● **Directions**
Output every record again so that it matches the original word for word.

** Opening Given data block **

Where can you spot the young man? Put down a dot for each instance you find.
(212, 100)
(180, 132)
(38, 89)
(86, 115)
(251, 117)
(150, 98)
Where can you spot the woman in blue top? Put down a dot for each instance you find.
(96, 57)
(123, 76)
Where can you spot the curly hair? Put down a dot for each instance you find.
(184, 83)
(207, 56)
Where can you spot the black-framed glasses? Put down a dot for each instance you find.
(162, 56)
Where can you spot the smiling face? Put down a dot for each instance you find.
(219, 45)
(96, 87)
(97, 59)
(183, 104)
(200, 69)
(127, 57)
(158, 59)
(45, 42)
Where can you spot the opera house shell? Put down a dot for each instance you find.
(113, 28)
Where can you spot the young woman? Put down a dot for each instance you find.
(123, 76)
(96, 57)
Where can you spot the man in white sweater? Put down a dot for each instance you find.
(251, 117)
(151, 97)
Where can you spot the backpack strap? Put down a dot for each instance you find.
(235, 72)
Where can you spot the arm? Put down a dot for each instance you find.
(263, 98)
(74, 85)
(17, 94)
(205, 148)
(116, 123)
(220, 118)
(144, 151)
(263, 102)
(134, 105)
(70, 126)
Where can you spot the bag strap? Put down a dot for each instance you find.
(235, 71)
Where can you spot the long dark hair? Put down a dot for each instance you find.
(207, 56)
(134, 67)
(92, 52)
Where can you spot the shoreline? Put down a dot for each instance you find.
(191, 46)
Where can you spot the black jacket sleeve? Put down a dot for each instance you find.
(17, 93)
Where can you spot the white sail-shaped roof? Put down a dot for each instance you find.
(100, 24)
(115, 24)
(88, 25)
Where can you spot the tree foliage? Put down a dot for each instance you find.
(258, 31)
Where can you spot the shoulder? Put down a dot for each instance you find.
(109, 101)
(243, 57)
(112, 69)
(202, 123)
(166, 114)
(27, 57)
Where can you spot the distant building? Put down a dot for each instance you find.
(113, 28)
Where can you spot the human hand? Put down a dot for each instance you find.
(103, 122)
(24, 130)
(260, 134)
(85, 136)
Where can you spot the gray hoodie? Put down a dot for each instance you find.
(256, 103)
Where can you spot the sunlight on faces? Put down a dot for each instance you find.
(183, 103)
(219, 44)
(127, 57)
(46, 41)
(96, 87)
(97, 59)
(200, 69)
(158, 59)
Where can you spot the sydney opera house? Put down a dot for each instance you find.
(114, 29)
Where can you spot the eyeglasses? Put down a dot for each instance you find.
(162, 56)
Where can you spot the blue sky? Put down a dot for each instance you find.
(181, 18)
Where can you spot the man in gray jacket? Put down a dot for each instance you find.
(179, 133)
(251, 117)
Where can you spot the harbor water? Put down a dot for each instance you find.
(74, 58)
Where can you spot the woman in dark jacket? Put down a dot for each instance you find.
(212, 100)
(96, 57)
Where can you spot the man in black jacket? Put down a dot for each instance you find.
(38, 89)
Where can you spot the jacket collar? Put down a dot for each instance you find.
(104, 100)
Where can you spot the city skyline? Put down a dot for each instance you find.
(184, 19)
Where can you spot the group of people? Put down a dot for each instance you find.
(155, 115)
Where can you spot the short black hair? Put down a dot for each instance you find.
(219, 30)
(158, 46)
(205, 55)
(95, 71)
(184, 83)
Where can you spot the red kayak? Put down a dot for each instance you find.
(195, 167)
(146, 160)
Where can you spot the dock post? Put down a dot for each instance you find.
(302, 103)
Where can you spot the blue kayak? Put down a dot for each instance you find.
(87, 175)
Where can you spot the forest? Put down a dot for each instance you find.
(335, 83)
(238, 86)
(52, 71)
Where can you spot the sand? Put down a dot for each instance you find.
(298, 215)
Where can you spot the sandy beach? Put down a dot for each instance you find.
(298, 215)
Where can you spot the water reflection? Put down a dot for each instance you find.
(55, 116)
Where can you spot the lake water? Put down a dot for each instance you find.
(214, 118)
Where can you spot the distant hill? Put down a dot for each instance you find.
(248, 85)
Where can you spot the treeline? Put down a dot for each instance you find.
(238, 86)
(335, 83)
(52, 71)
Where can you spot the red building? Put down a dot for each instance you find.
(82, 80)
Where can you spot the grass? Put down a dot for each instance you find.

** Closing Given data block **

● **Written response**
Where can you spot the young man? Put down a dot for each instance you find.
(212, 100)
(180, 132)
(38, 89)
(86, 115)
(251, 117)
(150, 98)
Where can you spot the woman in blue top? Put down a dot for each instance you find.
(96, 57)
(123, 76)
Where can you spot the curly hair? Put down a dot for each instance you find.
(184, 83)
(207, 56)
Where can you spot the black-framed glasses? Put down a dot for each instance you find.
(162, 56)
Where can you spot the smiling face? Put down a dot for each instance you find.
(219, 45)
(96, 87)
(97, 59)
(183, 104)
(200, 69)
(127, 57)
(158, 59)
(45, 42)
Where can you spot the opera house shell? Put down a dot for each instance you find.
(113, 28)
Where can you spot the young woman? Put down a dot for each instance you find.
(123, 76)
(96, 57)
Where can you spot the man in white sweater? Put down a dot for each instance you find.
(251, 117)
(151, 97)
Where can you spot the backpack strap? Put down a dot for each instance you find.
(235, 72)
Where can you spot the arm? Put down a dot for each instance you find.
(263, 98)
(74, 85)
(17, 94)
(205, 148)
(116, 123)
(220, 118)
(144, 151)
(263, 102)
(134, 105)
(70, 126)
Where can you spot the bag strap? Put down a dot for each instance you find.
(235, 71)
Where can you spot the long dark hair? Put down a dot for each instance you find.
(207, 56)
(134, 67)
(92, 52)
Where can you spot the shoreline? Put down a dot for each instance you find.
(191, 46)
Where can you spot the black jacket sleeve? Put down a dot for each instance you find.
(17, 93)
Where can you spot the white sail-shaped roof? Put down a dot for each instance you find.
(100, 24)
(115, 24)
(88, 25)
Where can you spot the tree foliage? Put down a dot for each instance you find.
(258, 31)
Where can you spot the shoulder? Put down a dot for each instance you find.
(109, 101)
(243, 57)
(112, 69)
(202, 123)
(166, 114)
(27, 57)
Where can you spot the distant building? Put down a dot for each instance you find.
(113, 28)
Where can you spot the human hand? Put down a dot for each instance you find.
(103, 122)
(24, 130)
(260, 134)
(85, 136)
Where can you spot the gray hoodie? Put down a dot for each instance you find.
(256, 103)
Where can you spot the sunlight on faces? Put down a dot for each instance you find.
(183, 103)
(219, 44)
(127, 57)
(46, 41)
(96, 87)
(97, 59)
(200, 69)
(158, 59)
Where can you spot the sydney opera house? Put down a dot for each instance you find.
(114, 29)
Where can you spot the eyeglasses? Put down a dot for each instance you find.
(162, 56)
Where can you spot the blue sky? Put down a dot for each instance you find.
(181, 18)
Where can you spot the man in gray jacket? Put down a dot for each instance you find.
(179, 133)
(251, 117)
Where can you spot the harbor water? Put down a dot for each instance you find.
(74, 58)
Where can you spot the woman in dark jacket? Put down a dot for each instance you find.
(212, 100)
(96, 57)
Where can you spot the man in black jacket? Put down a dot for each instance you find.
(38, 89)
Where can you spot the jacket collar? Put down a dot for each instance you find.
(104, 100)
Where can you spot the city skyline? Put down a dot for each instance you find.
(184, 19)
Where can you spot the group of people? Put down a dot for each instance you find.
(155, 115)
Where can you spot the short black hair? Put down a dot for each instance you find.
(219, 30)
(158, 46)
(205, 55)
(95, 71)
(184, 83)
Where can you spot the red kayak? Put down a dot for each instance you find.
(195, 167)
(146, 160)
Where can you spot the dock post? Put down a dot for each instance you find.
(302, 103)
Where can you spot the blue kayak? Put down a dot for each instance you find.
(87, 175)
Where can you spot the forest? Put down a dot for each instance you find.
(335, 83)
(238, 86)
(52, 71)
Where can you spot the sand? Put down a dot for each instance you find.
(298, 215)
Where can you spot the sandy beach? Put down a dot for each instance you find.
(298, 215)
Where can you spot the water reflection? Put down a dot for each instance you find.
(55, 116)
Where can you spot the lake water? Put down a dot for each instance you find.
(214, 118)
Where can you spot the distant hill? Put down a dot for each instance you find.
(248, 85)
Where can you spot the treeline? Put down a dot for each instance you find.
(238, 86)
(335, 83)
(52, 71)
Where can you spot the red building? Put down a dot for each instance you find.
(82, 80)
Where can you spot the grass? Put down a dot for each instance you find.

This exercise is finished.